---------- Data in this exercise
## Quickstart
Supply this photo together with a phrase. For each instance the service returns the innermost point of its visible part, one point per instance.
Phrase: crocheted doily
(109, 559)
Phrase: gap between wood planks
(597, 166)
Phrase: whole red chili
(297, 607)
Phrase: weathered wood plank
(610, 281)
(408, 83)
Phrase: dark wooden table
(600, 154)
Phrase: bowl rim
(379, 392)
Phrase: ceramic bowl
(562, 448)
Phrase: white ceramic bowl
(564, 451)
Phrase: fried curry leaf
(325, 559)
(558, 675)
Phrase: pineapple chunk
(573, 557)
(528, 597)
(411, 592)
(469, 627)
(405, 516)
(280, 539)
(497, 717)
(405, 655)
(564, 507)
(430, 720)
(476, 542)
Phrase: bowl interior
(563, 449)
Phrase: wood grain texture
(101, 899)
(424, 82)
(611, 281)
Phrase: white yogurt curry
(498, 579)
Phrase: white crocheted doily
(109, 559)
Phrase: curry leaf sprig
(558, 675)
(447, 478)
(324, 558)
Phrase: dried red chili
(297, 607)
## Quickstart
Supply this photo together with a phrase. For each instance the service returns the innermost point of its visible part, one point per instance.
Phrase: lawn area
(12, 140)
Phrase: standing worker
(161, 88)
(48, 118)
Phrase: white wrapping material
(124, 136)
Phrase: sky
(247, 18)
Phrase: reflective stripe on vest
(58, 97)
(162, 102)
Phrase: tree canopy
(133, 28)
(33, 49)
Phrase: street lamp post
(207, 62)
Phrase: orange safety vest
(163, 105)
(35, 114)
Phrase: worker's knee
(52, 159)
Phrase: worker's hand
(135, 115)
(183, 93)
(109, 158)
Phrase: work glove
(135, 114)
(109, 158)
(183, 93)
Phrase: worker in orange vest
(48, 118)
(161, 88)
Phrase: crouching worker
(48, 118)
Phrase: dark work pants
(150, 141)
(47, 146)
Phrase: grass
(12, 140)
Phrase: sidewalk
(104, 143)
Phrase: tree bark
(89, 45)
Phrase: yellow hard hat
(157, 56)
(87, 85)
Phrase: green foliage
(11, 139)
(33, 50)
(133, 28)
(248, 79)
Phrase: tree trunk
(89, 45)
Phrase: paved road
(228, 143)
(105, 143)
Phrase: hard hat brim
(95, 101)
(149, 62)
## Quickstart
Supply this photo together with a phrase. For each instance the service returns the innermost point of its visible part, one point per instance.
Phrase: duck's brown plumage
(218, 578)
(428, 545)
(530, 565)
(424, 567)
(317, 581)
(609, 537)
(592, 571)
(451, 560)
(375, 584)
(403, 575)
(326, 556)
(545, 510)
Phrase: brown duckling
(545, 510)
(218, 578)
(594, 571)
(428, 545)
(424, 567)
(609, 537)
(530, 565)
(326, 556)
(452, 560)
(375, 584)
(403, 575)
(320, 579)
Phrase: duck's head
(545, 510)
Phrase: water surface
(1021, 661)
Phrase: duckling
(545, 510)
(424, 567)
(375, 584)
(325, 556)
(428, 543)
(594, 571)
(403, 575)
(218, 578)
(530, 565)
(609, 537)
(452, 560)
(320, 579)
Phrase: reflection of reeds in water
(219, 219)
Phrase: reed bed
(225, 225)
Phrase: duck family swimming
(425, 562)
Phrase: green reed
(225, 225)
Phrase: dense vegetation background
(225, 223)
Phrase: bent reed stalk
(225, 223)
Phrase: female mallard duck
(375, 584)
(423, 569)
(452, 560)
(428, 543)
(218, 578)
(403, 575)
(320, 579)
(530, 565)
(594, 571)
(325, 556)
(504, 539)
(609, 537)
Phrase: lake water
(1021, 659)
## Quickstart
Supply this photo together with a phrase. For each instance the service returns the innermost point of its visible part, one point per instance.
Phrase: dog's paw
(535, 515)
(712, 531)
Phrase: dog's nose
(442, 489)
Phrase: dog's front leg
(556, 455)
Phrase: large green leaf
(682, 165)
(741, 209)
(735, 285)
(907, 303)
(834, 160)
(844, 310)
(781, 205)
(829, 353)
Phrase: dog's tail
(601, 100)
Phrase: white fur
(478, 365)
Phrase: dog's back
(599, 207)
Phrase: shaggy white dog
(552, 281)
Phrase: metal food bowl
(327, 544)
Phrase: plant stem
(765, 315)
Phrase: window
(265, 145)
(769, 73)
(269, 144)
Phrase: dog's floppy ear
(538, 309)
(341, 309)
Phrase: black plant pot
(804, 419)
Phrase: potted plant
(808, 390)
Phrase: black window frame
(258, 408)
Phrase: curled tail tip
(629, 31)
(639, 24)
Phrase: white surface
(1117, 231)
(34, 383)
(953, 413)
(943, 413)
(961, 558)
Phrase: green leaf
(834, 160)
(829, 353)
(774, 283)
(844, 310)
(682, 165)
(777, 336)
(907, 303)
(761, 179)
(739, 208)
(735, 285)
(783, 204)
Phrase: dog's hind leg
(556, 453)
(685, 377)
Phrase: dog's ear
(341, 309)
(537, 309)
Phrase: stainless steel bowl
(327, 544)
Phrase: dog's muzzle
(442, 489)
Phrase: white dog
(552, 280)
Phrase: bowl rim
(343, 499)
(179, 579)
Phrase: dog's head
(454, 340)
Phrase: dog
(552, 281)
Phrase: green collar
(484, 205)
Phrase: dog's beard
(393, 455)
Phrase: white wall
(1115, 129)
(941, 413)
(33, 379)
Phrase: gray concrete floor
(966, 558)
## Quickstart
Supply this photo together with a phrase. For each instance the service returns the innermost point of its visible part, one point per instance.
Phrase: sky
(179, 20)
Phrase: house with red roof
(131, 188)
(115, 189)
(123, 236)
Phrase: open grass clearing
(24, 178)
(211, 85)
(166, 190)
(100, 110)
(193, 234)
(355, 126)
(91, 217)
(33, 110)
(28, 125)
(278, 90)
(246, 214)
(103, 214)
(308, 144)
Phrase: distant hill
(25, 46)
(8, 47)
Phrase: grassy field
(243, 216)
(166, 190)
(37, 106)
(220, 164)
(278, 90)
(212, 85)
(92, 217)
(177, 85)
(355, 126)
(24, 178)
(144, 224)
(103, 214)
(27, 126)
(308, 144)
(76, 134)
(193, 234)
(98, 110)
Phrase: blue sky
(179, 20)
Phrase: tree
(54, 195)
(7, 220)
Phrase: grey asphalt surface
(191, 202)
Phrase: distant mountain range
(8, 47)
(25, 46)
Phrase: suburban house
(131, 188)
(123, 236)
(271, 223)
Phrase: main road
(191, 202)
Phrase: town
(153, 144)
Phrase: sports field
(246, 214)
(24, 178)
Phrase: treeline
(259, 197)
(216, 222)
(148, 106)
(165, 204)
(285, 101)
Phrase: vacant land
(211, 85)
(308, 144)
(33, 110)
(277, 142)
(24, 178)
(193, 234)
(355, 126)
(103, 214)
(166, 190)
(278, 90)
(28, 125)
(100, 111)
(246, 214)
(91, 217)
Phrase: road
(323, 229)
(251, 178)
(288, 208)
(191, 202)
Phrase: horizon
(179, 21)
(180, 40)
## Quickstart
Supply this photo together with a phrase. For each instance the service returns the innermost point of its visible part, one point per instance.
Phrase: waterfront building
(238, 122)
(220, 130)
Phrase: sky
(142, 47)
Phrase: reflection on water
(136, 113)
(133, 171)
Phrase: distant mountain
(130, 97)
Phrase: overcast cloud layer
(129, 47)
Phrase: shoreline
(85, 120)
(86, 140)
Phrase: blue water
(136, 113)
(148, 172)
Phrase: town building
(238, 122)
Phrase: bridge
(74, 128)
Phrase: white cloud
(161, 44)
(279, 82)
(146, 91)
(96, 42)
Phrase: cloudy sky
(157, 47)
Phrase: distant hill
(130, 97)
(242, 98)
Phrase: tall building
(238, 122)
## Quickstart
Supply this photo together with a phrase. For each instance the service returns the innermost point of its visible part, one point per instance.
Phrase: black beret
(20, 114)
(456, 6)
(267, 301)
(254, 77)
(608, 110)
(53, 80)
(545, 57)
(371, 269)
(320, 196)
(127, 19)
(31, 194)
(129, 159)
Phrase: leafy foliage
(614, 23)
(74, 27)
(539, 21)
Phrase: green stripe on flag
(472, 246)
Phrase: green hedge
--------------------
■ **Written exercise**: Can you rewrite the rows above from the line that contains "Phrase: white cloud" through the final row, changing "black beret" to "dark beret" and leaving everything else as it is?

■ **Output**:
Phrase: white cloud
(161, 44)
(279, 82)
(146, 91)
(96, 42)
Phrase: cloudy sky
(157, 47)
Phrase: distant hill
(130, 97)
(242, 98)
Phrase: tall building
(238, 122)
## Quickstart
Supply this photo together with a phrase. For each instance the service returns the innermost point of its visible part, one point per instance.
Phrase: dark beret
(20, 114)
(456, 6)
(267, 301)
(254, 77)
(608, 110)
(53, 80)
(545, 57)
(371, 269)
(320, 196)
(127, 19)
(31, 194)
(129, 159)
Phrase: leafy foliage
(614, 23)
(74, 27)
(539, 21)
Phrase: green stripe on flag
(472, 246)
Phrase: green hedge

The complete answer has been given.